**Exercise instructions:**
1. According to the passage on empirical potentials, what was the subject of Born's seminal 1914 paper?
2. Reproduce the stretch of the passage on empirical potentials from "Before the advent" through "for covalent solids.".
3. Pick up the passage on empirical potentials after its final sentence and continue it.

**Selected passage:**
--------------------
An obvious alternative is to design an empirical potential as follows: guess a simple functional form with adjustable parameters that allows efficient computation of forces, and fit it to a few carefully selected points on the ab initio BO surface. This approach is motivated by necessity, but there is no a priori guarantee that the potential is transferable, i.e. that it faithfully approximates regions of the BO surface to which it was not explicitly fit. Unfortunately, there is no small parameter, like Planck's constant in semi-classical approximations, to bound errors, which may be unpredictably large or small in different cases. Very little theoretical guidance exists to select the correct form of an empirical potential. As a result, designing transferable potentials is a challenging and frustrating business, but, nevertheless, remarkable progress has been made for a wide range of materials.
Before the advent of quantum theory, the idea of pair potentials (radial forces) was advocated by influential scientists like Cauchy, and it was not until Born's seminal paper on diamond elastic constants in 1914 that the need for non-radial forces to model covalent bonding was fully appreciated. He realized that additional forces are needed with explicit dependence on the angles subtended by the lines connecting atoms, not only to lower the energy of open lattices versus close-packed ones, but also to stabilize them against shear deformations. The model of Born was modified (for rotational invariance) and generalized by Harrison in 1956. Finally, in 1985 the conceptual framework of pair bonding and angular forces was extended to disordered structures with the potential of Stillinger and Weber (SW), which has proven to be one of the most successful empirical models for covalent solids.
--------------------
**Source excerpt:**
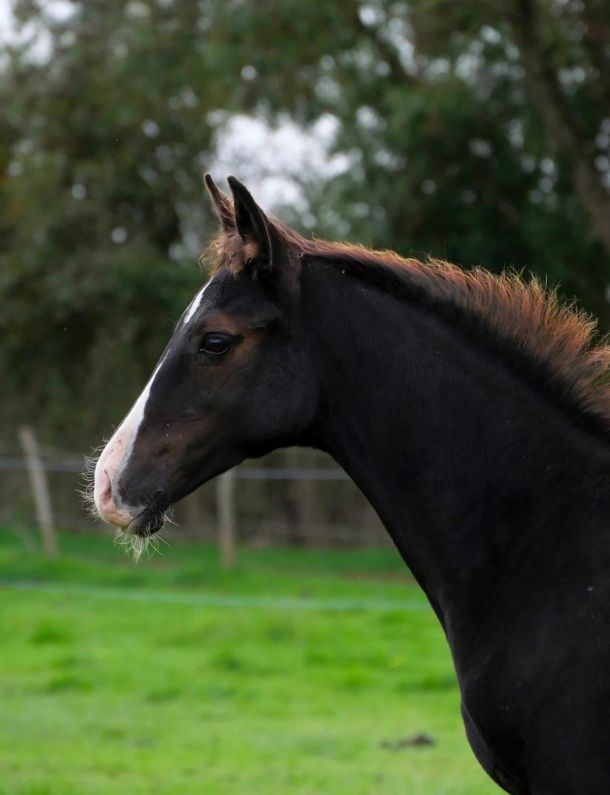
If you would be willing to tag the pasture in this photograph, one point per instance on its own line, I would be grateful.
(299, 673)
--------------------
**Outputs:**
1. Diamond elastic constants.

2.
Before the advent of quantum theory, the idea of pair potentials (radial forces) was advocated by influential scientists like Cauchy, and it was not until Born's seminal paper on diamond elastic constants in 1914 that the need for non-radial forces to model covalent bonding was fully appreciated. He realized that additional forces are needed with explicit dependence on the angles subtended by the lines connecting atoms, not only to lower the energy of open lattices versus close-packed ones, but also to stabilize them against shear deformations. The model of Born was modified (for rotational invariance) and generalized by Harrison in 1956. Finally, in 1985 the conceptual framework of pair bonding and angular forces was extended to disordered structures with the potential of Stillinger and Weber (SW), which has proven to be one of the most successful empirical models for covalent solids.

3.
The original ideas of Born were motivated by elastic constant analysis, and thus are primarily relevant for small distortions of the diamond crystal structure. The SW potential illustrates, quite surprisingly, that the same concepts work fairly well for a broad range of configurations including crystal defects, liquid and amorphous states, but new ideas about the functional form of interatomic potentials are needed. The most obvious feature lacking in the SW model is environment dependence, or adaptation of the force law to changes in the local bonding environment. For example, liquid silicon is a metal with greater density and coordination than the solid, and metallic bonding is known in other materials to be described best by embedded-atom potentials, which usually have density-dependent bond strengths and no angular forces. It also seems unphysical that the SW model does not adapt to changes in covalent hybridization, for example, between the diamond and graphitic lattices. Experience with semi-empirical, quantum-mechanical (tight-binding) models has shown that transferability can be substantially increased by including environment-dependence, which suggests that the same may be true for classical, interatomic potentials.
Therefore, a crucial and ongoing theme in recent research is the environment dependence of interatomic potentials for covalent solids. Motivated by theoretical work, environment dependence was first introduced by Tersoff in 1987. Since then numerous generalizations have appeared, and one version recently received theoretical justification from approximations of quantum theories. The next breakthrough in environment-dependence came with dangling bond vector of Chelikowsky et. al., which is important for cases of broken lattice symmetry, like surfaces and clusters. In spite of these innovations, however, a significant improvement in transferability over the (much simpler) SW potential has not yet been achieved, which suggests that new ideas are needed to augment the Tersoff and Chelikowsky models. Unfortunately, the standard approach of fitting ad hoc functional forms has resulted in frustration, as increasingly complex and flexible functional forms have failed to yield substantial gains in transferability. Thus, new methods are needed to identify an improved functional form and to then guide the arduous fitting process.
We attempt to answer these important questions by developing new theoretical methods and applying them to the prototypical case of silicon. In recent years, Si has emerged as the representative covalent material due to its great technological importance and the vast amount of useful experimental and theoretical studies available to test new ideas. Our theoretical methods are equally applicable to related materials like Ge, C, and with minor extensions even alloys of these elements, but investigation of whether any of our specific results for Si carry over to these materials is beyond the scope of this thesis. Furthermore, a satisfactory description of bulk Si (crystal, defects, liquid and amorphous) has not yet been achieved, so here we shall focus on bulk interatomic forces, and postpone analysis of surfaces and molecules for subsequent work. Bulk Si already contains sufficiently complicated physics that we may use it to make progress toward answering our motivating questions.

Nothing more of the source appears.